• [Material for this task]:
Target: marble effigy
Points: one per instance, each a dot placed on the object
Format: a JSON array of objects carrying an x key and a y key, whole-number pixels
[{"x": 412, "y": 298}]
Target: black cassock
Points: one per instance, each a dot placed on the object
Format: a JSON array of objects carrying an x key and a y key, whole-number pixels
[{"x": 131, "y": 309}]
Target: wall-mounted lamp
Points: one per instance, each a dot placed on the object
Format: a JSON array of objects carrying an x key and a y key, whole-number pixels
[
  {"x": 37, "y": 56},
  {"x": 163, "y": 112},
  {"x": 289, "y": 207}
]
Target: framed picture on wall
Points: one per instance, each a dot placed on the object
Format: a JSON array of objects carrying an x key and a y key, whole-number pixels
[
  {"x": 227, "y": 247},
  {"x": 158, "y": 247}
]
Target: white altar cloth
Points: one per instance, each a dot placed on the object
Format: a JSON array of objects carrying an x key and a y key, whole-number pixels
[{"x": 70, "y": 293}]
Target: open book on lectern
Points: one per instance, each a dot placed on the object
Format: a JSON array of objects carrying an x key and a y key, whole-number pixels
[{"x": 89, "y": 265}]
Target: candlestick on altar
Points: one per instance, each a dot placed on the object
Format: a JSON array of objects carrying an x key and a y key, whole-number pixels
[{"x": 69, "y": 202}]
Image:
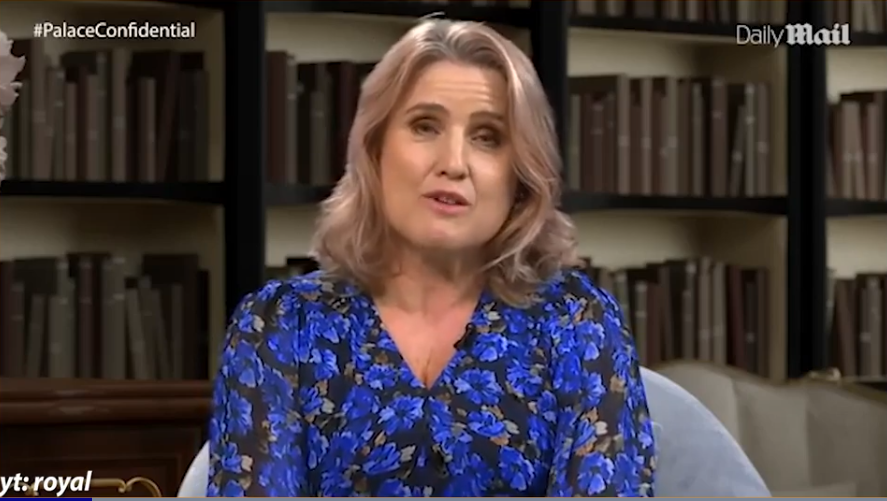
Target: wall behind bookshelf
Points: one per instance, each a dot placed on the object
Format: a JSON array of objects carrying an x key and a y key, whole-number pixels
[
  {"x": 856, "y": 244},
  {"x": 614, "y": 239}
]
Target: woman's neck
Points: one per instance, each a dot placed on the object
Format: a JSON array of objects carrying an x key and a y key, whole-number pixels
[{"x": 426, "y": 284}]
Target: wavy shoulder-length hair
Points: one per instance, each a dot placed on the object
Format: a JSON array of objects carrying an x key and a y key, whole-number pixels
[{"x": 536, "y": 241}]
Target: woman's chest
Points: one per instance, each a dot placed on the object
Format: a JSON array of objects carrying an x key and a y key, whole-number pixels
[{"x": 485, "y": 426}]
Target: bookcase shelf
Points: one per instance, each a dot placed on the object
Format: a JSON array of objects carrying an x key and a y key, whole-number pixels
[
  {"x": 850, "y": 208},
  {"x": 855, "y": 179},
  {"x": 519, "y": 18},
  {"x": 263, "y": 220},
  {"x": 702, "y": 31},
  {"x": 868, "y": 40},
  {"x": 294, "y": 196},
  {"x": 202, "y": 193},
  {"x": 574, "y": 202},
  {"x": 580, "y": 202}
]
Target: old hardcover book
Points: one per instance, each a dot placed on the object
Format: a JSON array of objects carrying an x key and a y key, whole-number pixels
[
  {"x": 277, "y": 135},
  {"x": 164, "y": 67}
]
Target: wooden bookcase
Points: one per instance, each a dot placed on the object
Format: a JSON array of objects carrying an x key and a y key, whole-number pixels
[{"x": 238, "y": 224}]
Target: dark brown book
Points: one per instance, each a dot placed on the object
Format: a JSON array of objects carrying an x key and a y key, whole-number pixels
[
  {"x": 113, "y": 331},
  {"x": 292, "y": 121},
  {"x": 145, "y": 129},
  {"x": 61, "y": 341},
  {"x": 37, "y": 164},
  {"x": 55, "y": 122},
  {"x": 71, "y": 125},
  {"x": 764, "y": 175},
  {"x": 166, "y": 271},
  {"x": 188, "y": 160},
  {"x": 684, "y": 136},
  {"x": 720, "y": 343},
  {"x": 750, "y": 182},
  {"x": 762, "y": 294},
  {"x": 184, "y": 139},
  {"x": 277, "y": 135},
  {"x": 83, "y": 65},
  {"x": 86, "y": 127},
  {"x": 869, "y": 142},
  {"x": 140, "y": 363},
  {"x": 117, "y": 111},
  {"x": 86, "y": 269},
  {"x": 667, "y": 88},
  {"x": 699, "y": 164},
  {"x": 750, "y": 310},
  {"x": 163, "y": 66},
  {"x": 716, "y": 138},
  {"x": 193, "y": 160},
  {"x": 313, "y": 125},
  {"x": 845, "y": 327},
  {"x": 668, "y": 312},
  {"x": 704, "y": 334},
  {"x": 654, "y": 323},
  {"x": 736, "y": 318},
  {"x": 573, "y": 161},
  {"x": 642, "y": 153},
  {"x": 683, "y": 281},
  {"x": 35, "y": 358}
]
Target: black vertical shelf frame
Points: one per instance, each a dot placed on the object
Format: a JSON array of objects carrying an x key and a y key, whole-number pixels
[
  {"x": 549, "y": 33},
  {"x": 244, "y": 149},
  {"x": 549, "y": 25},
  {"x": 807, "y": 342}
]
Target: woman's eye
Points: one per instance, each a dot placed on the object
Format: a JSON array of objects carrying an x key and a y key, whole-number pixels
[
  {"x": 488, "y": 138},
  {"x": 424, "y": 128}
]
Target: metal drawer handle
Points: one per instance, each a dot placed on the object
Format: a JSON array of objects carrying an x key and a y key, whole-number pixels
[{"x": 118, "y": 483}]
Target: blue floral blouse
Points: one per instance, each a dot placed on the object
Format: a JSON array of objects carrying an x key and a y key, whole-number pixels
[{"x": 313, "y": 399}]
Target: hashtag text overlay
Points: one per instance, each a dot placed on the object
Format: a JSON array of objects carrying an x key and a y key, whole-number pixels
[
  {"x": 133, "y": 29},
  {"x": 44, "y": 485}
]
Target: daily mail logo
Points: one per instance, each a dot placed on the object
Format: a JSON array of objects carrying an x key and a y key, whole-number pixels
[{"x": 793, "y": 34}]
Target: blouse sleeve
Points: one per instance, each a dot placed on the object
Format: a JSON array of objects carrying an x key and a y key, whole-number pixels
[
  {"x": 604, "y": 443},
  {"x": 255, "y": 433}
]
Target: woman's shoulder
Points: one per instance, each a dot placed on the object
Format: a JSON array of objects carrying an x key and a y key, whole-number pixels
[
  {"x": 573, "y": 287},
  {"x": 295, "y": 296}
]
...
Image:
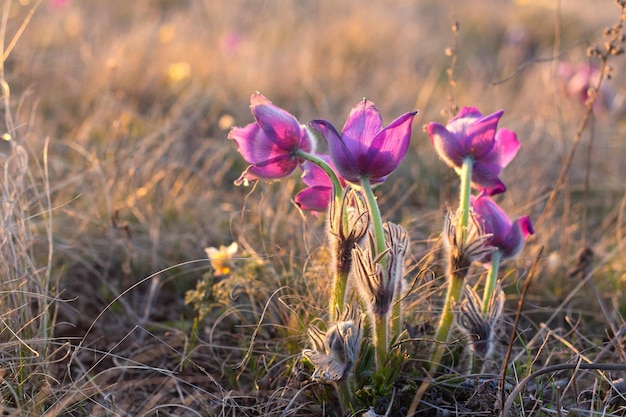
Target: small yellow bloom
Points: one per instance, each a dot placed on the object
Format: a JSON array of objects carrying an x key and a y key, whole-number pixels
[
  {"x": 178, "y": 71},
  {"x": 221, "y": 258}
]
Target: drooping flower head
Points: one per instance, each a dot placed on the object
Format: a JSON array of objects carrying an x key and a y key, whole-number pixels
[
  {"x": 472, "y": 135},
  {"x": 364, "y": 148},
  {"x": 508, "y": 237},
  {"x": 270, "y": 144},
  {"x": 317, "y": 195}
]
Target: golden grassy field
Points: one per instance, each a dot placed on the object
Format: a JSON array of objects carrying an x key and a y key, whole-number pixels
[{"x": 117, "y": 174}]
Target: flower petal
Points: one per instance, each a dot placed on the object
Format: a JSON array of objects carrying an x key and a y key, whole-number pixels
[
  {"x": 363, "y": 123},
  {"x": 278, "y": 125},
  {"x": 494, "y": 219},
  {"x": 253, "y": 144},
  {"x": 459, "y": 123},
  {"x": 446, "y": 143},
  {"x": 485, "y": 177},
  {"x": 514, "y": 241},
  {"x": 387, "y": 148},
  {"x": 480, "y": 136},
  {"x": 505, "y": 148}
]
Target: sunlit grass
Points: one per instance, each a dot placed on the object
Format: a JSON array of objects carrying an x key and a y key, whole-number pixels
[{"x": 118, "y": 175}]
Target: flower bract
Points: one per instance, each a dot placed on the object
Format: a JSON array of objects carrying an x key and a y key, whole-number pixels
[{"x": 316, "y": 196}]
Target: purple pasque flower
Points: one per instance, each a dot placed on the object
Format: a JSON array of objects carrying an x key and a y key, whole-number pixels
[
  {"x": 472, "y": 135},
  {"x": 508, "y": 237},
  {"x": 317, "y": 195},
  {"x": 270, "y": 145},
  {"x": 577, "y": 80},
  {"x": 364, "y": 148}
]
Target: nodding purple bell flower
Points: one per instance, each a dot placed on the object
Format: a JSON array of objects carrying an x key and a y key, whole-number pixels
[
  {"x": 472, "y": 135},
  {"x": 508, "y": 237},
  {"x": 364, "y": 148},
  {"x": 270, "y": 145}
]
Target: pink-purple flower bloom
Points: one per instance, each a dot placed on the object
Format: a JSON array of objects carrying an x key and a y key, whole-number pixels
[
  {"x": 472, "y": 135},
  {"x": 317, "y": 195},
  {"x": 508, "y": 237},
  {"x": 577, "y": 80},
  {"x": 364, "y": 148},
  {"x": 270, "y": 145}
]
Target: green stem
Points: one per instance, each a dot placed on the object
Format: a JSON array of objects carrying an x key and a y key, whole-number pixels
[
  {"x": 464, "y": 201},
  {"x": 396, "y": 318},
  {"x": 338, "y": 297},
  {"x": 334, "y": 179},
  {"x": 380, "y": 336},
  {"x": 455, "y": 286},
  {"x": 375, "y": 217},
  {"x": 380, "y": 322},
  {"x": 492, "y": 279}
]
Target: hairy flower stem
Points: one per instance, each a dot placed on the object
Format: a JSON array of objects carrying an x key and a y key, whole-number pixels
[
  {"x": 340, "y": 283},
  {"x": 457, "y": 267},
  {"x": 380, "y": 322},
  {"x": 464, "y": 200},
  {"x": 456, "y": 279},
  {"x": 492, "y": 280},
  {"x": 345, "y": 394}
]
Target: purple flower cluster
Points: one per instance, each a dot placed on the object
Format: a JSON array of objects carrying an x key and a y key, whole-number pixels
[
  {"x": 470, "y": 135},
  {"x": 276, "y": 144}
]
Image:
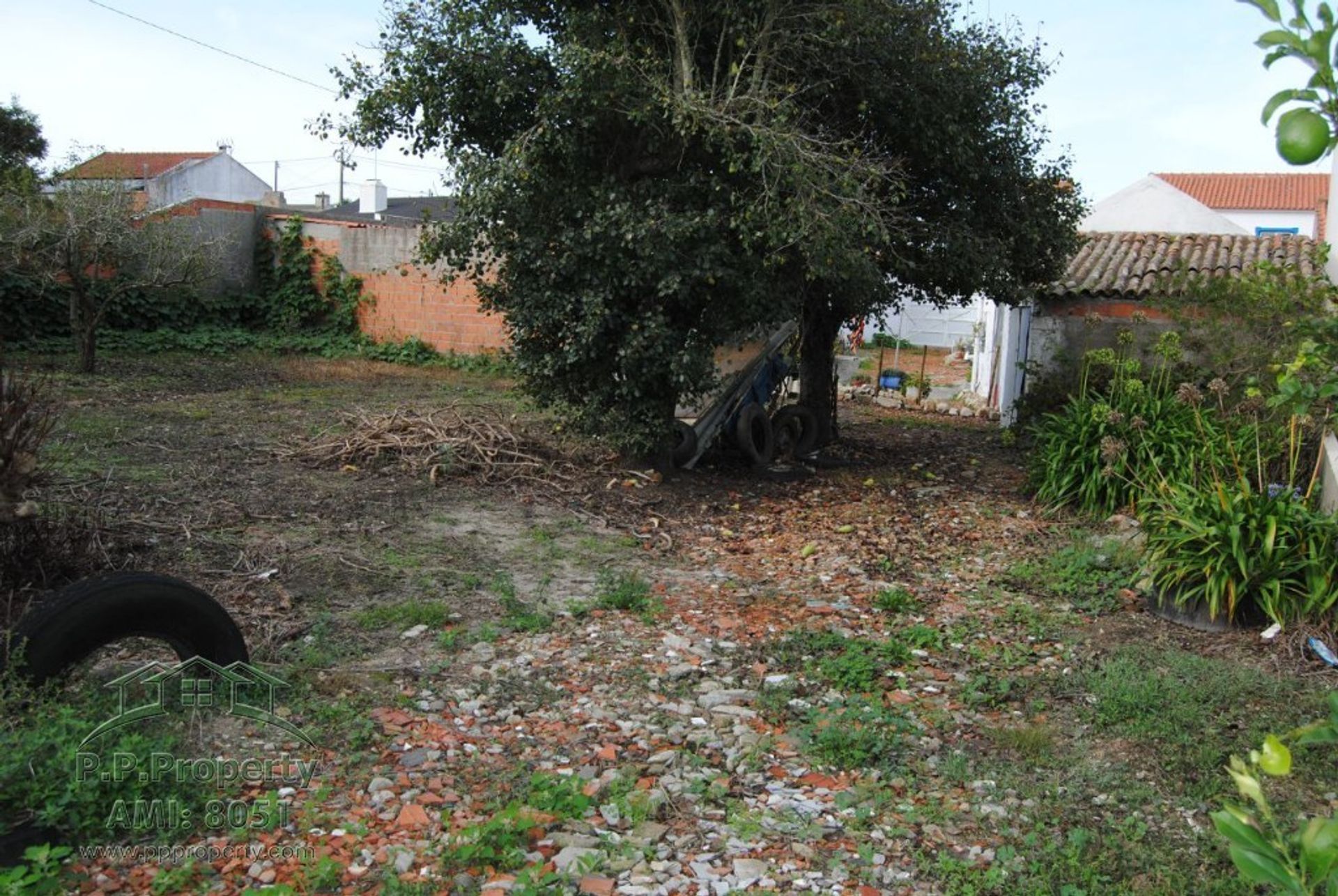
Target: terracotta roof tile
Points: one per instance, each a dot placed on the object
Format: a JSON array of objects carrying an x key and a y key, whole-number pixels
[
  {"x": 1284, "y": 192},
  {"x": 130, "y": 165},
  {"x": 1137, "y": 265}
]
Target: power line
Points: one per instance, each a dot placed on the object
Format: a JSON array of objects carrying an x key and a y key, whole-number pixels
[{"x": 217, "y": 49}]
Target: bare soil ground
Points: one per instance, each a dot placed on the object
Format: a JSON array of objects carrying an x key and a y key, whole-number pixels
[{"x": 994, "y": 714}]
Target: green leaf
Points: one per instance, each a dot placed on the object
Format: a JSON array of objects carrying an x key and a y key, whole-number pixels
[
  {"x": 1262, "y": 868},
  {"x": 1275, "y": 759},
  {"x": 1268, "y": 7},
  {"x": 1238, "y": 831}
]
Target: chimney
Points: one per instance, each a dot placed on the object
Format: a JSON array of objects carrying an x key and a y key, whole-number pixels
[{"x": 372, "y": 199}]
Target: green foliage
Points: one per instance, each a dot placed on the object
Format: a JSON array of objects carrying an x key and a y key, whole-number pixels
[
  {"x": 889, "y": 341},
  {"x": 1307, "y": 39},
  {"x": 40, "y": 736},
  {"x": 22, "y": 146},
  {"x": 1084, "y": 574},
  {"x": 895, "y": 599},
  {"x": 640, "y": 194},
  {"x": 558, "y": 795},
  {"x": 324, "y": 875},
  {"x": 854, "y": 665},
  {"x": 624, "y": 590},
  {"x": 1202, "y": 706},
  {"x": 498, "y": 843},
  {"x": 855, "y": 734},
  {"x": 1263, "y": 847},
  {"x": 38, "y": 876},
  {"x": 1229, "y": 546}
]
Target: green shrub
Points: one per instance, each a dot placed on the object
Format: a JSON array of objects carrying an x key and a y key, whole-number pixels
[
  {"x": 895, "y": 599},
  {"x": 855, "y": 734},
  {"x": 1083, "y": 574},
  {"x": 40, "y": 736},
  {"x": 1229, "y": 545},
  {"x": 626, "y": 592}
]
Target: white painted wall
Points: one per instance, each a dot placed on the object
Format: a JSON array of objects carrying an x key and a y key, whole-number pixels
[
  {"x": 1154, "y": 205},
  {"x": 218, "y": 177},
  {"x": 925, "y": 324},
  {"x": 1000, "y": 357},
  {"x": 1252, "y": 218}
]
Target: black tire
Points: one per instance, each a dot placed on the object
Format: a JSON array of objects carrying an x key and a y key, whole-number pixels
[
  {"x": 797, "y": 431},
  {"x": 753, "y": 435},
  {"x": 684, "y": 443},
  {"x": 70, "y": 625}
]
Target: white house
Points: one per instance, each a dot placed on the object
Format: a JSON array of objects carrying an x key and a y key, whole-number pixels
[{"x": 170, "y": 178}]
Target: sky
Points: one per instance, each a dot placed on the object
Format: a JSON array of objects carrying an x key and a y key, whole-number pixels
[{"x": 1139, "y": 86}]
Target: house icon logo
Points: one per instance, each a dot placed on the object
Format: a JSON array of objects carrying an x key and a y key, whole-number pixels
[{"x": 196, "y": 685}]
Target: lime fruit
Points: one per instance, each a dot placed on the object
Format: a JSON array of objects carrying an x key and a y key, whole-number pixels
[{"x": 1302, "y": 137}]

• [Aim]: Pick out every line in the entries above that contains the word "house", and copy each one without changes.

• [Answer]:
Target: white house
Target: house icon logo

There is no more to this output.